#### THE TASK
Copy every row below word for word, leaving out the pictures.

··· RECORDS SHOWN

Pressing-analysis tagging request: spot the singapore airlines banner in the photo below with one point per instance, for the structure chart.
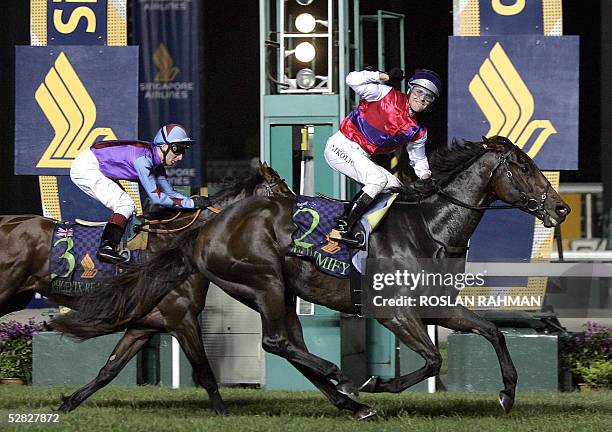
(524, 87)
(65, 103)
(169, 92)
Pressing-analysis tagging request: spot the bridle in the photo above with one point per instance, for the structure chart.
(270, 185)
(529, 203)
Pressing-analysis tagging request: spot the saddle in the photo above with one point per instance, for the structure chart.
(315, 217)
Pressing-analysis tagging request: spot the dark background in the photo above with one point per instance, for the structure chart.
(230, 73)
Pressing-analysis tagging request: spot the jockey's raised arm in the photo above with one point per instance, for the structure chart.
(96, 170)
(384, 120)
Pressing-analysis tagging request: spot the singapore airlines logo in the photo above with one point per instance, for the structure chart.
(165, 64)
(64, 100)
(507, 103)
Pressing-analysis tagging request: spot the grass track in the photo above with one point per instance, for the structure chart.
(162, 409)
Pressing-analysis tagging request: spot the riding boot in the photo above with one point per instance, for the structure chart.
(344, 231)
(111, 237)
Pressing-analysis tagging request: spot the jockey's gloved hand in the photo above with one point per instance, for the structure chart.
(396, 74)
(424, 186)
(201, 202)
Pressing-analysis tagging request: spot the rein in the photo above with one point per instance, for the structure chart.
(269, 186)
(531, 203)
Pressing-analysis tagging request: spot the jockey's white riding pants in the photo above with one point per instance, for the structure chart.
(85, 173)
(350, 159)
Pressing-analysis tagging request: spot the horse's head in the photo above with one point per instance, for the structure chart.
(517, 180)
(274, 184)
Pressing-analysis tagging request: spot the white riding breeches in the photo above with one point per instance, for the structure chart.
(85, 173)
(350, 159)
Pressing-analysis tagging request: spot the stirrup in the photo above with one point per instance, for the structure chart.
(109, 255)
(352, 240)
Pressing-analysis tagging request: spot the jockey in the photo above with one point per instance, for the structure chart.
(384, 120)
(96, 172)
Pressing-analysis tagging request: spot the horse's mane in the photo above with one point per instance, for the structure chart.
(445, 162)
(232, 186)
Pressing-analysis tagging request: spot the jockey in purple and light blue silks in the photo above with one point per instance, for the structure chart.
(96, 172)
(384, 120)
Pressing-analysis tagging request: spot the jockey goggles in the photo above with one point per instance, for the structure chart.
(177, 147)
(422, 93)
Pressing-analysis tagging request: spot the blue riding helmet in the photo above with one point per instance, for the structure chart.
(428, 80)
(172, 134)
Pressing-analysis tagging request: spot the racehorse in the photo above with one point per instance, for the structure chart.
(243, 252)
(24, 270)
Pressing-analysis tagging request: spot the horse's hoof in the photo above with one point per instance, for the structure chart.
(221, 410)
(365, 413)
(348, 389)
(370, 385)
(506, 401)
(64, 408)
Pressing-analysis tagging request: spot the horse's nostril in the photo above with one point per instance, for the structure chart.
(562, 210)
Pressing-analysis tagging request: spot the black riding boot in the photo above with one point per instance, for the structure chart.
(344, 230)
(111, 237)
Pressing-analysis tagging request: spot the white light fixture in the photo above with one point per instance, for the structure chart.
(305, 52)
(305, 79)
(305, 23)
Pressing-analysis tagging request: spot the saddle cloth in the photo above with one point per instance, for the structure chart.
(315, 217)
(74, 269)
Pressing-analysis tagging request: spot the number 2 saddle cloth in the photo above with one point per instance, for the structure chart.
(315, 217)
(74, 269)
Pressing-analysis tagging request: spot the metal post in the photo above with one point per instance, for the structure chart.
(380, 26)
(263, 85)
(176, 363)
(589, 215)
(402, 53)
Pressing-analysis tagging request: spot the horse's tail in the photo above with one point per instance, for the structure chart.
(131, 295)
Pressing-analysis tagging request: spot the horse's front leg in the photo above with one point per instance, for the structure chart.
(128, 346)
(186, 329)
(410, 330)
(460, 318)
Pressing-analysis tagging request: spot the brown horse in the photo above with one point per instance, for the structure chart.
(24, 270)
(243, 252)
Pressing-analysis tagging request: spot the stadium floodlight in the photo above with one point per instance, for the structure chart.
(305, 23)
(305, 78)
(306, 46)
(304, 52)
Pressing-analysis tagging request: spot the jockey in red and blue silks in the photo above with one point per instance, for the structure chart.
(96, 172)
(384, 120)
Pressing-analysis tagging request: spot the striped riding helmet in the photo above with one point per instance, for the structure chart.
(428, 80)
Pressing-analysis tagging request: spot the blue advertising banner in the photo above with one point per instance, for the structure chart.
(67, 98)
(511, 17)
(76, 23)
(168, 34)
(509, 85)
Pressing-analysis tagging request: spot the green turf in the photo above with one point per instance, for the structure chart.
(153, 408)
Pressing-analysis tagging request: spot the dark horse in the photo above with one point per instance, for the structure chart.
(24, 270)
(243, 252)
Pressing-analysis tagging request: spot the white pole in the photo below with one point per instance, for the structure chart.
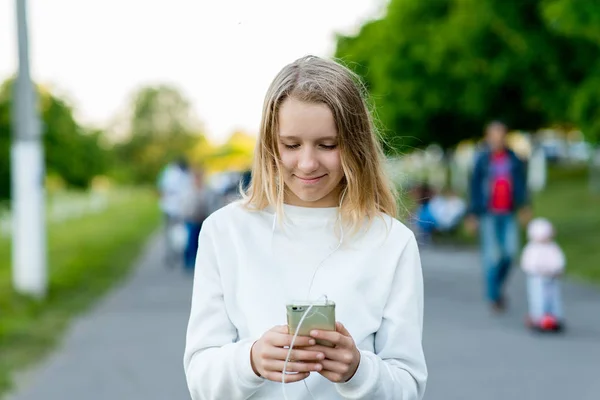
(27, 173)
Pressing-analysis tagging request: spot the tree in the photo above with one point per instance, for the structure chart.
(580, 21)
(70, 151)
(160, 128)
(438, 70)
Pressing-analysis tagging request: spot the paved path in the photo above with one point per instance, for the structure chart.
(130, 346)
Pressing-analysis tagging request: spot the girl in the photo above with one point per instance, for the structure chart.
(543, 261)
(317, 219)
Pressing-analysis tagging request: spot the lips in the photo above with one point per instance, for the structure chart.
(310, 180)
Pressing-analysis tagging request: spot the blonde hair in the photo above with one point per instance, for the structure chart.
(366, 192)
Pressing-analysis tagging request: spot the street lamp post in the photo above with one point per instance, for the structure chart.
(27, 177)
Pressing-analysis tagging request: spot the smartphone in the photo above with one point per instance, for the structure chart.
(321, 316)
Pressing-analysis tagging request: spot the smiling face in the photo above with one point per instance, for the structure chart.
(310, 154)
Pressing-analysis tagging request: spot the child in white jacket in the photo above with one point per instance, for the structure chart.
(544, 262)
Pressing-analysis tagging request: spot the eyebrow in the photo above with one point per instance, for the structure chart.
(291, 137)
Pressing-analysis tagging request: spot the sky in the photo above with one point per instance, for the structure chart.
(221, 54)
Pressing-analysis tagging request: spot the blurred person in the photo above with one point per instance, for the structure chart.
(172, 183)
(447, 210)
(423, 221)
(544, 262)
(197, 206)
(318, 217)
(498, 193)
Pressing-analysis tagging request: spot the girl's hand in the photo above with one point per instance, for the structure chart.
(341, 361)
(268, 356)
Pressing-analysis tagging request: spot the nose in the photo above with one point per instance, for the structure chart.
(307, 161)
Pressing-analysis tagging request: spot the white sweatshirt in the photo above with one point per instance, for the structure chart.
(544, 259)
(249, 266)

······

#### FINAL RESULT
Pressing-analysis tagging request: spot the singapore airlines banner in the photo below with one point per instance, for the structure chart.
(524, 87)
(65, 103)
(169, 92)
Pressing-analysis tagging request: spot the bridle in the photo above with one point per instance, for the structure chart.
(270, 185)
(529, 203)
Pressing-analysis tagging request: spot the saddle in the photo above with one point per instance, for the structure chart.
(315, 217)
Pressing-analysis tagging request: spot the dark background in the photo above with one point per instance, for the structure chart.
(230, 73)
Pressing-analysis tagging request: spot the jockey's raised arm in the photo above with one point per instance, for the structure chart.
(96, 170)
(384, 120)
Pressing-analysis tagging request: spot the singapore airlines logo in the photo above with one point per instance, for the structure chart.
(165, 64)
(64, 100)
(507, 103)
Pressing-analysis tagging request: spot the grass track in the photo above with one point per instance, for the structure chart.
(162, 409)
Pressing-analysis tagging request: spot the riding boot in the photo above with one point per instance, for the structure chart.
(344, 231)
(111, 237)
Pressing-analysis tagging request: spot the jockey's gloved hand in the photo above with one point per instance, for the structure chart.
(396, 74)
(424, 186)
(201, 202)
Pressing-analysis tagging request: spot the rein in the photo above with one point per instance, for the structure chart.
(269, 186)
(531, 203)
Pressing-analysis tagging request: spot the jockey's white riding pants in the photo above with one point per instance, for the structure chart.
(85, 173)
(350, 159)
Pressing-analysis tagging request: spot the horse's head in the photo above with one point per instance, for the structure chart.
(517, 180)
(274, 184)
Pressing-analysis tagging request: spot the white riding breeches in the photo above with one point per instance, for the structure chart.
(85, 173)
(350, 159)
Pressing-analysis tagging request: spot the stirrup in the photo above with one point per instance, for the structure chart.
(109, 255)
(352, 240)
Pressing-analysis tagging request: spot the jockey in the photo above with one point per instance, for the structure chart.
(384, 120)
(96, 172)
Pressing-analysis tagging request: spot the horse's mane in the photo above with one point per instance, for the structure chart.
(445, 162)
(232, 186)
Pressing-analysis tagging request: spot the jockey in purple and light blue silks in the photo above with one point per instance, for the structure chart.
(96, 172)
(384, 120)
Pressing-analysis tagging request: spot the jockey goggles in the photo above with one point per instance, for the structure chart.
(177, 147)
(422, 93)
Pressing-analysis tagging request: spot the blue riding helmet in the photo above with one point per instance, for the structure chart.
(428, 80)
(172, 134)
Pressing-analysis tagging request: spot the racehorse in the photo above with one point per instance, for the structure chart.
(243, 252)
(24, 270)
Pressing-analysis tagging request: spot the horse's hoof in the photo above with one point per instance, for the structure chart.
(221, 410)
(365, 413)
(348, 389)
(370, 385)
(506, 401)
(64, 408)
Pressing-analysis tagging request: spot the horse's nostril in the photo above with one point per instance, for the structure chart.
(562, 210)
Pressing-analysis tagging request: spot the black riding boot in the photo above with one point per instance, for the structure chart.
(344, 230)
(111, 237)
Pressing-analysis tagging request: spot the white light fixture in the photo above with one point per instance, for the structure chart.
(305, 52)
(305, 79)
(305, 23)
Pressing-analysis tagging request: spot the saddle cloth in the photo above with one point per instance, for the structure chart.
(315, 217)
(74, 269)
Pressing-analysis tagging request: spot the number 2 saddle cloth in the photo above with one point per instance, for the structure chart.
(315, 217)
(74, 269)
Pressing-analysis tagging request: spot the metal post in the photo above with one point per instance, for the structure chart.
(380, 26)
(263, 85)
(176, 363)
(589, 215)
(402, 53)
Pressing-analysis tagging request: spot the horse's tail in the photo above with one point per instance, for the structure chart.
(131, 295)
Pressing-analysis tagging request: spot the horse's front leg in the photo above with one point per instance, for the structure chart.
(128, 346)
(186, 329)
(410, 330)
(460, 318)
Pressing-analysis tagging request: spot the brown horse in the photo above with one point per instance, for the structure chart.
(24, 270)
(243, 252)
Pressing-analysis tagging request: spot the stadium floodlight in the photo above with one point per instance, for the structure chart.
(305, 23)
(305, 78)
(306, 46)
(304, 52)
Pressing-analysis tagging request: spot the jockey in red and blue silks in the photo above with one point per instance, for the structure chart.
(96, 172)
(384, 120)
Pressing-analysis tagging request: spot the striped riding helmet in the photo above with one point per instance, for the structure chart.
(428, 80)
Pressing-analysis tagging request: spot the blue advertising banner in the photo above with one point per instance, for the structure chart.
(67, 98)
(511, 17)
(76, 23)
(168, 34)
(509, 85)
Pressing-analysis tagging request: spot the green turf in the photo above with one point per instance, for the structure chart.
(153, 408)
Pressing-analysis tagging request: spot the dark horse in the photo above with one point per instance, for the structure chart.
(24, 270)
(243, 252)
Pressing-analysis tagging request: spot the white pole in the photo below with one point per instance, for the structure chart.
(27, 173)
Pressing-analysis tagging request: spot the tree in the photo above with one point per instance, for the structure chart.
(580, 21)
(70, 151)
(160, 128)
(438, 70)
Pressing-analysis tagging request: spot the paved path in the photo above with one point per instance, for the structure chart.
(130, 346)
Pressing-analysis tagging request: spot the girl in the photo above with one point per instance, for the structure chart.
(543, 261)
(317, 219)
Pressing-analysis tagging request: spot the lips in the photo above with one point per instance, for the structure chart.
(310, 180)
Pressing-analysis tagging request: spot the blonde hair in the photo above with one point per instance, for the structure chart.
(366, 192)
Pressing-analysis tagging request: spot the street lamp post in the photo above with one point per instance, for the structure chart.
(27, 177)
Pressing-analysis tagging request: spot the smartphone in the photo above with one point per instance, for the structure chart.
(321, 316)
Pressing-analysis tagging request: spot the smiling face in the photo above with one point per instance, for the structure chart.
(310, 154)
Pressing-analysis tagging request: spot the child in white jacket in the photo above with one point per instance, for the structure chart.
(544, 262)
Pressing-analysis tagging request: spot the eyebrow in the photo above with one point per instance, for the structure chart.
(291, 137)
Pressing-analysis tagging request: spot the sky in the photo above with one point per instance, for the structure chart.
(221, 54)
Pressing-analysis tagging request: spot the blurred person in the photo above with one point per instance, for the structure chart.
(172, 183)
(447, 210)
(423, 221)
(544, 262)
(197, 206)
(318, 217)
(498, 193)
Pressing-analysis tagging request: spot the girl's hand in the photo above with one point per instance, for the structure chart.
(341, 361)
(268, 356)
Pressing-analysis tagging request: spot the nose in the photo above with one point per instance, for the structure chart.
(307, 161)
Pressing-analysis tagging request: spot the white sweatshirt in the photo above with one point per instance, for the structure chart.
(544, 259)
(249, 266)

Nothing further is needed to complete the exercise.